# Lively Church



## TheBakers (May 21, 2015)

We are currently staying in Ferreira do Zezere while we search for a property to buy. As we will be here this Sunday 28th June, we would like to attend a church service. We are not Catholics, so would appreciate info on any other Christian churches...we have a hired car, so travelling not a problem. English speaking would be useful ,but not essential. Thanks.


----------



## Pablo91 (Jan 30, 2013)

I recommend the Church of the Seminary of Cernache do Bonjardim missions that formed missionaries around the world, has Mass tomorrow at 10:00 am, is the most beautiful church in the region is just 20 minutes Ferreira, in the village of Cernache do Bonjardim. Also have Mass at 11:00 in the same village in the parish church.

Seminar coordinates are:

GPS coordinates: N 39 48'53.73 "W 8 11'23.78

The parish church:

GPS: N 39 48'57.60 "W 8 11'15.29"

It is Also a good area to look for a house.

Regards


----------



## siobhanwf (Mar 20, 2009)

== DATA LINES ==
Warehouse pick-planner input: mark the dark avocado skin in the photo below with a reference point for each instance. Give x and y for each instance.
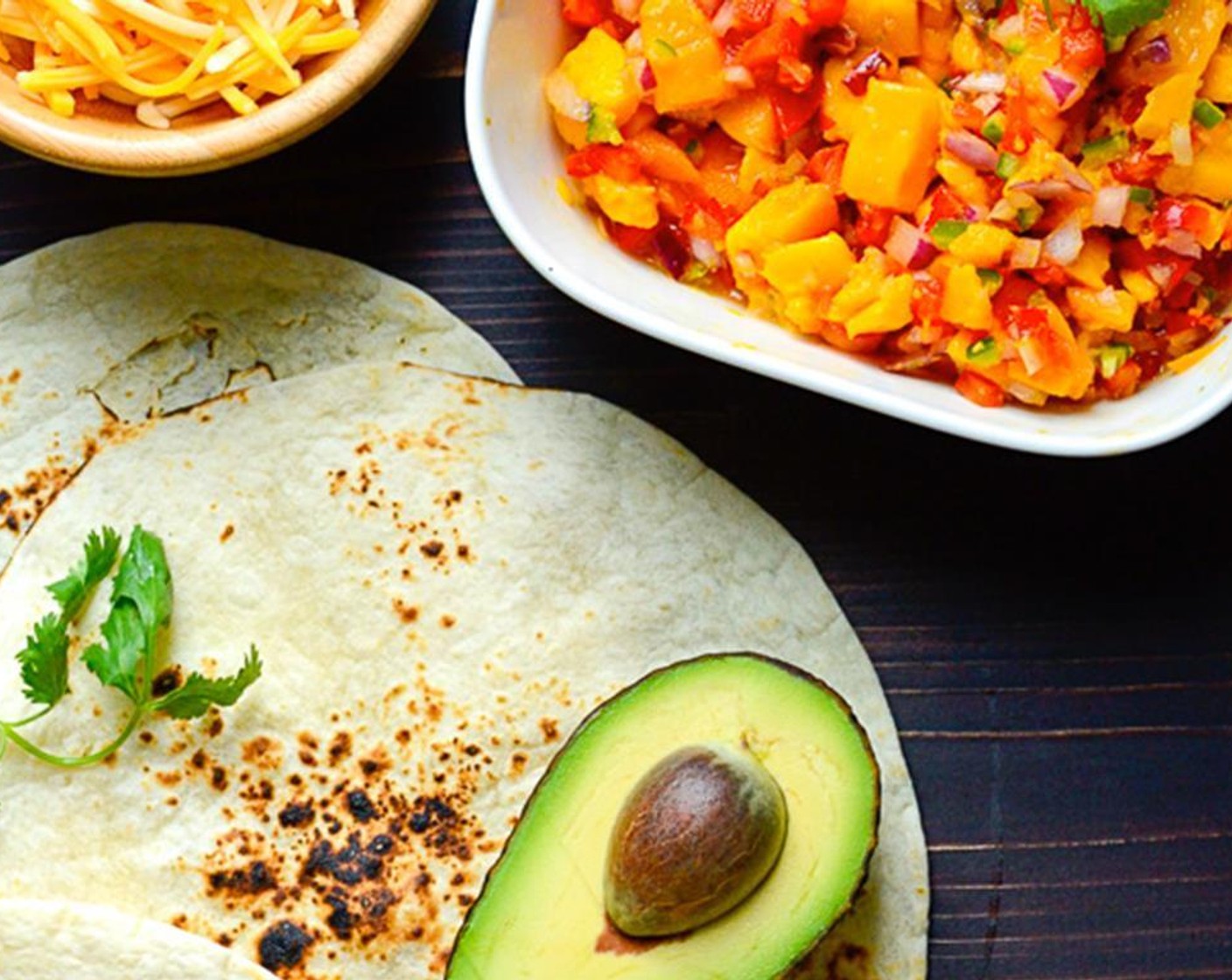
(667, 668)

== EXERCISE TASKS ==
a: In the church thread, why does TheBakers ask about Christian churches other than Catholic ones, and why is travel not a problem for them?
b: Carry on the church thread from the point where it stops.

== TASK-BY-TASK RESULTS ==
a: They ask about other Christian churches because they are not Catholics. Travel is not a problem because they have a hired car.

b:
Pablo as beautiful as the seminary is the OP requested a non Catholic church.


----------



## siobhanwf (Mar 20, 2009)

TheBakers said:


> We are currently staying in Ferreira do Zezere while we search for a property to buy. As we will be here this Sunday 28th June, we would like to attend a church service. We are not Catholics, so would appreciate info on any other Christian churches...we have a hired car, so travelling not a problem. English speaking would be useful ,but not essential. Thanks.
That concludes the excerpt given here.